§ Exercise goal:
Show every line of the data below that contains the word "white", copying each line in full.
--- BEGIN ---
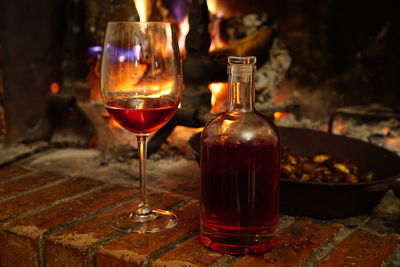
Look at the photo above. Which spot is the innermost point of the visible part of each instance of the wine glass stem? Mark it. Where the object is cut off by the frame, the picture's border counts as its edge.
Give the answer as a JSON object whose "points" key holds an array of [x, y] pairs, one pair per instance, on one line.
{"points": [[143, 207]]}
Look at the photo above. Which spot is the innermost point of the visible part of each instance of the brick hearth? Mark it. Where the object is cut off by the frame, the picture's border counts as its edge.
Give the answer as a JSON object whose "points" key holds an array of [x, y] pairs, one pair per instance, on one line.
{"points": [[53, 219]]}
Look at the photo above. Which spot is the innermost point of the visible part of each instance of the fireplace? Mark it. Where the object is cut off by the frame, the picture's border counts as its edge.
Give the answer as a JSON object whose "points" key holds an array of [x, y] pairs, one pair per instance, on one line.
{"points": [[66, 167], [314, 59]]}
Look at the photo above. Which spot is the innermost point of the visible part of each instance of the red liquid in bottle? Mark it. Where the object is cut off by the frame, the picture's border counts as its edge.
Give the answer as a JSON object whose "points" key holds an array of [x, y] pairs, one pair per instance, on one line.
{"points": [[142, 115], [240, 194]]}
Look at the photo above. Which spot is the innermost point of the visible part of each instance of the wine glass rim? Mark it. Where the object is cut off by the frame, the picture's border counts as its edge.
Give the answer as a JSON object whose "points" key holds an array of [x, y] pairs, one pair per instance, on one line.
{"points": [[140, 22]]}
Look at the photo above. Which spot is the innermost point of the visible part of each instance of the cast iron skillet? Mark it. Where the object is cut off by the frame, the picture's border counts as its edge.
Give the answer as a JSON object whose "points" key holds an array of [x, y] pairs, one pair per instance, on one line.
{"points": [[338, 200]]}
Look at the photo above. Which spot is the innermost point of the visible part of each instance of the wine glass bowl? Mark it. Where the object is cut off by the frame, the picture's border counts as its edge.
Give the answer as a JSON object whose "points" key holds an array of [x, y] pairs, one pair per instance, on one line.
{"points": [[141, 86]]}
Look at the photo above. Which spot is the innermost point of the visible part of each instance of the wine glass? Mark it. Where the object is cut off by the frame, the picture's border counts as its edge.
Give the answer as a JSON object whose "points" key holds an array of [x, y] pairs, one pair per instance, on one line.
{"points": [[141, 86]]}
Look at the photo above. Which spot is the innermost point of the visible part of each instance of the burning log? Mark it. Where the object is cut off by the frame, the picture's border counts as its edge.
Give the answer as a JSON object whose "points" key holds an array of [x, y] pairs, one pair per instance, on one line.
{"points": [[255, 44]]}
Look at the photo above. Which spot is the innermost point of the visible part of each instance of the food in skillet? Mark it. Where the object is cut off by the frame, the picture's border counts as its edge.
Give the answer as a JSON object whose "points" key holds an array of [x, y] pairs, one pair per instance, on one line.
{"points": [[321, 168]]}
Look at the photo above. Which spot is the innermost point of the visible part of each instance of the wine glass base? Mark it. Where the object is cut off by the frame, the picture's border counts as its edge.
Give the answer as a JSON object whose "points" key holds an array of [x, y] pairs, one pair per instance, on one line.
{"points": [[156, 221]]}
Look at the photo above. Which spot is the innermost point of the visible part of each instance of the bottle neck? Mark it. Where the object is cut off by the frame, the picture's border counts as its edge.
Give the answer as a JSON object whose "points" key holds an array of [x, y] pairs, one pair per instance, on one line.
{"points": [[241, 88]]}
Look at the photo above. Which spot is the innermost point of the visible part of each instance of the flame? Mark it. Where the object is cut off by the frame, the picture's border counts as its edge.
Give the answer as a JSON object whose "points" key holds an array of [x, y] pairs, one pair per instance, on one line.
{"points": [[184, 29], [279, 115], [54, 88], [216, 41], [219, 96], [212, 7], [341, 128], [143, 8]]}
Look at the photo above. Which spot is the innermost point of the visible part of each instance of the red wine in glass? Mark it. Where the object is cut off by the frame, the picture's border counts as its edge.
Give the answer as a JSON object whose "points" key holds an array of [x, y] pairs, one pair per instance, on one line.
{"points": [[142, 115], [240, 196]]}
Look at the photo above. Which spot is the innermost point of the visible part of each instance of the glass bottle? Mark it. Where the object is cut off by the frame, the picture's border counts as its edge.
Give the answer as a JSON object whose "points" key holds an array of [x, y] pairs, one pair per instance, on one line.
{"points": [[240, 157]]}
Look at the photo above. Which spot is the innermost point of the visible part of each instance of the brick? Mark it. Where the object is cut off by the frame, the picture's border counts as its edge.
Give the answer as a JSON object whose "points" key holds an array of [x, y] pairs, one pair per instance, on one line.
{"points": [[44, 196], [13, 170], [362, 248], [191, 253], [296, 243], [135, 248], [38, 223], [19, 243], [26, 183], [71, 246]]}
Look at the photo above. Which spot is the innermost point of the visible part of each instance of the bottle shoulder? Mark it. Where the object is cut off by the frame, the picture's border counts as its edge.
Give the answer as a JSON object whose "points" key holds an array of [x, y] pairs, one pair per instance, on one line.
{"points": [[241, 125]]}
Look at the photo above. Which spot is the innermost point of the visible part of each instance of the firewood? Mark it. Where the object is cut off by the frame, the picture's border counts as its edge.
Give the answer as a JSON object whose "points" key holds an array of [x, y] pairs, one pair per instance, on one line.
{"points": [[255, 44]]}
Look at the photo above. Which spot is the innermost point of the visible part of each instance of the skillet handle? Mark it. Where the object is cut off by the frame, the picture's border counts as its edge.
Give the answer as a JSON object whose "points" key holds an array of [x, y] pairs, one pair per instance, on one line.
{"points": [[395, 186]]}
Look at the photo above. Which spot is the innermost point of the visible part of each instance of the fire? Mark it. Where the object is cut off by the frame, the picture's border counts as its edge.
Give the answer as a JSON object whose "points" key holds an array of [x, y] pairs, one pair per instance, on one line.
{"points": [[219, 96], [143, 8], [54, 88], [184, 29], [279, 115]]}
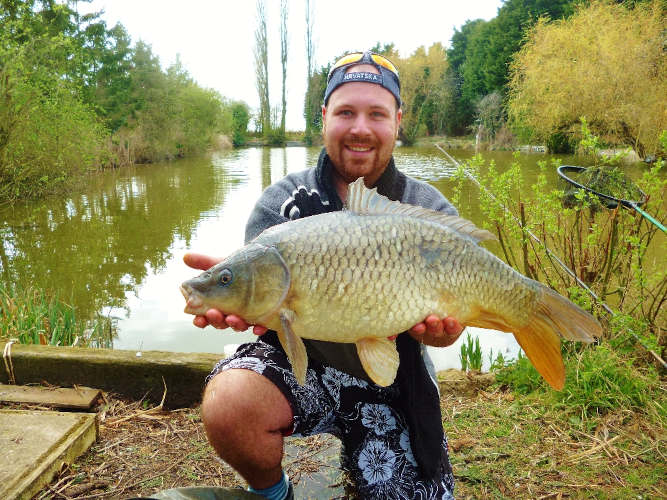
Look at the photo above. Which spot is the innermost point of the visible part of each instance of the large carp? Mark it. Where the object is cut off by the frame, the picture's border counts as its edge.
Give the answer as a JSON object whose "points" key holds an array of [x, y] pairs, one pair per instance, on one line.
{"points": [[376, 269]]}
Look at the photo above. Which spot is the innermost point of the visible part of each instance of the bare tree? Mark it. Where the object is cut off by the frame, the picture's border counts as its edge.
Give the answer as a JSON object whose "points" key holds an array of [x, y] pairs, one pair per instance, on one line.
{"points": [[283, 60], [262, 68], [310, 7]]}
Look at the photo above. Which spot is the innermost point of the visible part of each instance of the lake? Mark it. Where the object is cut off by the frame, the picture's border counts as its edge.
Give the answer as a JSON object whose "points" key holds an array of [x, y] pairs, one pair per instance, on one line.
{"points": [[115, 247]]}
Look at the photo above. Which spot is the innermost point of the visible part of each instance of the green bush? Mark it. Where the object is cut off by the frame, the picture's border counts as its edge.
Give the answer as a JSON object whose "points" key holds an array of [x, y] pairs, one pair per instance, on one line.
{"points": [[33, 317], [471, 354]]}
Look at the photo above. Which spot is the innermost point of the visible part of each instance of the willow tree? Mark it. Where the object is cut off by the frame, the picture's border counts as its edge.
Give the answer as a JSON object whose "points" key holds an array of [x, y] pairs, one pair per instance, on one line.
{"points": [[262, 68], [606, 63]]}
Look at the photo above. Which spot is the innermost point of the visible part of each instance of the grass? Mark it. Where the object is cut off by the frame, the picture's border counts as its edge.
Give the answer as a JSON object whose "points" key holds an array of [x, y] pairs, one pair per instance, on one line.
{"points": [[507, 446], [602, 436], [31, 316]]}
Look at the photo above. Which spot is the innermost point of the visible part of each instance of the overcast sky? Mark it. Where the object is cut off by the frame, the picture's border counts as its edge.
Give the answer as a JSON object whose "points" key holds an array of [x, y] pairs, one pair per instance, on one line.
{"points": [[215, 39]]}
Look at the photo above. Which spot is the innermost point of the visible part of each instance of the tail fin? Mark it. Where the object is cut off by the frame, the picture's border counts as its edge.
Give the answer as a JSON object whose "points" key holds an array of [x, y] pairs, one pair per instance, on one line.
{"points": [[553, 315], [538, 337]]}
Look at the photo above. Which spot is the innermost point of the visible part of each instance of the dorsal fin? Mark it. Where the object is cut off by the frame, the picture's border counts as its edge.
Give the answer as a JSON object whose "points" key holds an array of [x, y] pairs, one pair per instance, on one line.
{"points": [[364, 201]]}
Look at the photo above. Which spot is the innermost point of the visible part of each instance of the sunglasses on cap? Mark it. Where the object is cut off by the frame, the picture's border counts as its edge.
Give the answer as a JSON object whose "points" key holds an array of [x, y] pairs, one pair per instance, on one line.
{"points": [[363, 58]]}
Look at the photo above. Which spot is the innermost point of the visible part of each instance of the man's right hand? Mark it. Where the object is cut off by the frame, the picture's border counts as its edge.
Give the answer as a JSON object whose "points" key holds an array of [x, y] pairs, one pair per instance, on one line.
{"points": [[215, 317]]}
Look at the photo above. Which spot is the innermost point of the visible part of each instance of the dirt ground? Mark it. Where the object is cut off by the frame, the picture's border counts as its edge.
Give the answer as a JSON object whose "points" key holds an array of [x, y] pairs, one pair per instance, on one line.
{"points": [[500, 448]]}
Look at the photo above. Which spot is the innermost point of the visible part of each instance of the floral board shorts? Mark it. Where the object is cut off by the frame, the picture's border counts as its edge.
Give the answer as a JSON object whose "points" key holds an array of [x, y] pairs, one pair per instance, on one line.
{"points": [[376, 450]]}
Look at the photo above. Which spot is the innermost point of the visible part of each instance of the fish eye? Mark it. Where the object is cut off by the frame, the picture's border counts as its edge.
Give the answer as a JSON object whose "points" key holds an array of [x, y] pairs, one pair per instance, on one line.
{"points": [[225, 277]]}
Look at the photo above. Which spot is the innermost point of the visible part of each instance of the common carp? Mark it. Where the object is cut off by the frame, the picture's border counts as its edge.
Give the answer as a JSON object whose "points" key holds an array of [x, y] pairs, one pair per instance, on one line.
{"points": [[376, 269]]}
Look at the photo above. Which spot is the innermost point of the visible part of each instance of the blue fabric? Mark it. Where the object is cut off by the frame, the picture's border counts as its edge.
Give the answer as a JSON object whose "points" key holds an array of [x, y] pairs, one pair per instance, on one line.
{"points": [[276, 492]]}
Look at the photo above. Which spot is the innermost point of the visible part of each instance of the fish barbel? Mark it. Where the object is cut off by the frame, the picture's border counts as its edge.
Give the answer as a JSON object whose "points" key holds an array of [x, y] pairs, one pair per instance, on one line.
{"points": [[376, 269]]}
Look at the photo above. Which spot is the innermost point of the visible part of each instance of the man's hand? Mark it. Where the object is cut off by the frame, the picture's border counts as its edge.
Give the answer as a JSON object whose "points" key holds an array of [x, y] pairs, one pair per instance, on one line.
{"points": [[437, 332], [215, 317]]}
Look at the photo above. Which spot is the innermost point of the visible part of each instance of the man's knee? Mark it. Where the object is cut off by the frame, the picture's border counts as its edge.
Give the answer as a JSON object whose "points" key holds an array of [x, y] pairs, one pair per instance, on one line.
{"points": [[238, 401]]}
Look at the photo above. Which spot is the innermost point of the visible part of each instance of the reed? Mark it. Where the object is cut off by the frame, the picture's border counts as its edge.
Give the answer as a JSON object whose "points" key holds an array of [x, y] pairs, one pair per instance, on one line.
{"points": [[471, 354], [31, 316]]}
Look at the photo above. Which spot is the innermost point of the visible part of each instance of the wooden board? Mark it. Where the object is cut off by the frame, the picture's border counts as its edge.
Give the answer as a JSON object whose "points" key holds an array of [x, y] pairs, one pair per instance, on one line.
{"points": [[80, 398]]}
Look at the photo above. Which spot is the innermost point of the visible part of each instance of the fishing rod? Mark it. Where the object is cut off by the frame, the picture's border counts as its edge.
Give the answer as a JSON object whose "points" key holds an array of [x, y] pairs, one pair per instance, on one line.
{"points": [[549, 252]]}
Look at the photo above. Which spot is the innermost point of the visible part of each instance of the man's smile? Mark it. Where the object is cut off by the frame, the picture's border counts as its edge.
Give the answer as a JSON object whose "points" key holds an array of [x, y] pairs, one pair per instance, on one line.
{"points": [[359, 149]]}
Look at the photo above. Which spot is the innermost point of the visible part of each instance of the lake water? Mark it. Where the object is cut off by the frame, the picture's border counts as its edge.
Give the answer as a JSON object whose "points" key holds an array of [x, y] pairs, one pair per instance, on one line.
{"points": [[116, 246]]}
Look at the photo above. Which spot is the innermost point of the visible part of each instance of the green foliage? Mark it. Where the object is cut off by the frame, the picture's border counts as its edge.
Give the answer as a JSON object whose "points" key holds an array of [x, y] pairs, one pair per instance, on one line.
{"points": [[76, 97], [614, 252], [520, 376], [313, 102], [471, 354], [239, 125], [48, 135], [574, 66], [481, 51], [32, 317], [599, 380]]}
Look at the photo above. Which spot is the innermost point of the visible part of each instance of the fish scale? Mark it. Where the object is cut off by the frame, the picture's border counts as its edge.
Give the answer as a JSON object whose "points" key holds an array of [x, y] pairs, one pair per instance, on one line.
{"points": [[375, 270]]}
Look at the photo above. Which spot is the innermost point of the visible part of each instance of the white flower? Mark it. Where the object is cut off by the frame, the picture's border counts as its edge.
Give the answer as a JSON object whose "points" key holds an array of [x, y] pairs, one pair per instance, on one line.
{"points": [[376, 462], [378, 418], [404, 442]]}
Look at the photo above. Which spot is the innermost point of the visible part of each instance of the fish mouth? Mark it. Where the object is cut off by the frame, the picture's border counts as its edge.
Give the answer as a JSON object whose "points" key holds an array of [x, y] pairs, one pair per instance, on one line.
{"points": [[193, 303]]}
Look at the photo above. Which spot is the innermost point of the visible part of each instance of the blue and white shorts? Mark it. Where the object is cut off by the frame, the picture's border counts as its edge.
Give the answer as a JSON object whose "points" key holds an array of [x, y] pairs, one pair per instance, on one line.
{"points": [[376, 450]]}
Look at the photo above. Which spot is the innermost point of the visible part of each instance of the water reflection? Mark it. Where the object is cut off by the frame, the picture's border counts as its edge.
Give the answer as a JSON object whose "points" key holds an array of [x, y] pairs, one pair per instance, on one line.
{"points": [[116, 247], [95, 247]]}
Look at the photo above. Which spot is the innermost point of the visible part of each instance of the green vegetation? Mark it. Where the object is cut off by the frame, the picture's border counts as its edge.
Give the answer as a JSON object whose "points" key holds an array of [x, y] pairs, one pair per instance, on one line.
{"points": [[529, 74], [76, 97], [556, 76], [471, 354], [32, 317], [601, 436]]}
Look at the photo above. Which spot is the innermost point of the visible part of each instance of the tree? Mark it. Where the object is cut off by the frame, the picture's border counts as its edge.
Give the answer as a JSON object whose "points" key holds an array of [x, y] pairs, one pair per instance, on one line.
{"points": [[283, 61], [606, 63], [488, 47], [240, 119], [491, 113], [423, 90], [308, 110], [262, 68], [461, 113]]}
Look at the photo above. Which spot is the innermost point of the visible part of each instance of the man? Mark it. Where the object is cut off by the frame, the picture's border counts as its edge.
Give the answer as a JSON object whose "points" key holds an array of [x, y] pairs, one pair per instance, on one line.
{"points": [[393, 444]]}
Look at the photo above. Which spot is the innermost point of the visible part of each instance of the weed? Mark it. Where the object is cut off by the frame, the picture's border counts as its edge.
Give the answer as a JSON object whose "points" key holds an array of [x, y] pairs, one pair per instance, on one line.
{"points": [[471, 354], [34, 317]]}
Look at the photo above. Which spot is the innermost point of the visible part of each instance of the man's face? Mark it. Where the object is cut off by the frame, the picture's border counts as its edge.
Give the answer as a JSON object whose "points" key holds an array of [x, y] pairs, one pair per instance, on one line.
{"points": [[360, 128]]}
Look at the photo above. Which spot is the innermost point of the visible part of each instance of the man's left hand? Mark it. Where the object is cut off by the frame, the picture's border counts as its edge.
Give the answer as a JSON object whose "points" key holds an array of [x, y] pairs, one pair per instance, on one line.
{"points": [[437, 332]]}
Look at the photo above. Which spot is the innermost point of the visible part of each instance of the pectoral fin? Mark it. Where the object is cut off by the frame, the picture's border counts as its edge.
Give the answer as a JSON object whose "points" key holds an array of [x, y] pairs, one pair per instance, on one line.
{"points": [[293, 345], [379, 358]]}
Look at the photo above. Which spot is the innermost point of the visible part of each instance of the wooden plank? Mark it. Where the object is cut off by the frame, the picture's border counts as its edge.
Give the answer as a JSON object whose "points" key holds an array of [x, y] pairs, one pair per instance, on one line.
{"points": [[80, 398]]}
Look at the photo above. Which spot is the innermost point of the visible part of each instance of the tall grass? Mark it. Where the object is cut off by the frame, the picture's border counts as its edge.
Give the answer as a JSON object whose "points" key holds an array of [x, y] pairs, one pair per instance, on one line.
{"points": [[33, 317], [613, 253], [471, 354]]}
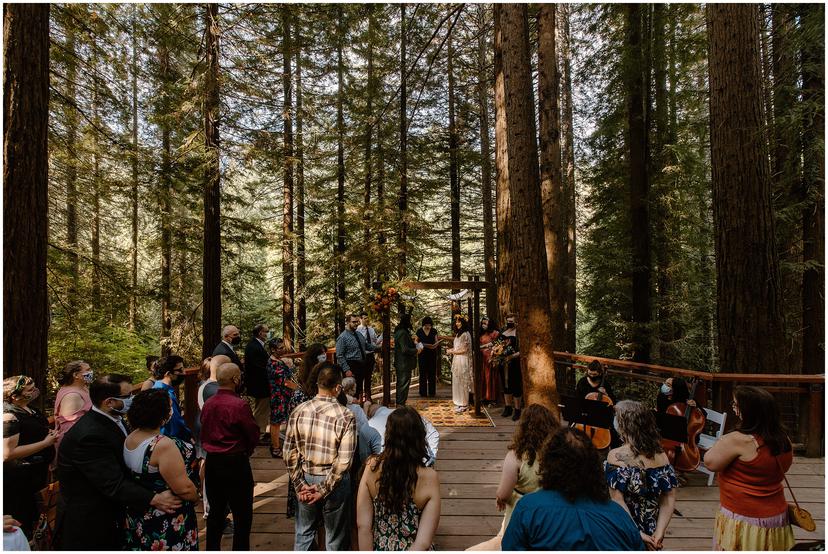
--- END ---
§ The completed task:
Look at the photo above. Which spot is the innermost point of the visible part of each instance of the white flower? Mark it. Where the object is cut off by the frame, the picture's border counts as its edge.
Look at the photo above. Which spot is the innermost point of the visible part of each instance of the blue and white shorts? Mark it. Where the object is cut off by the frame, the picture's border counts as its edge.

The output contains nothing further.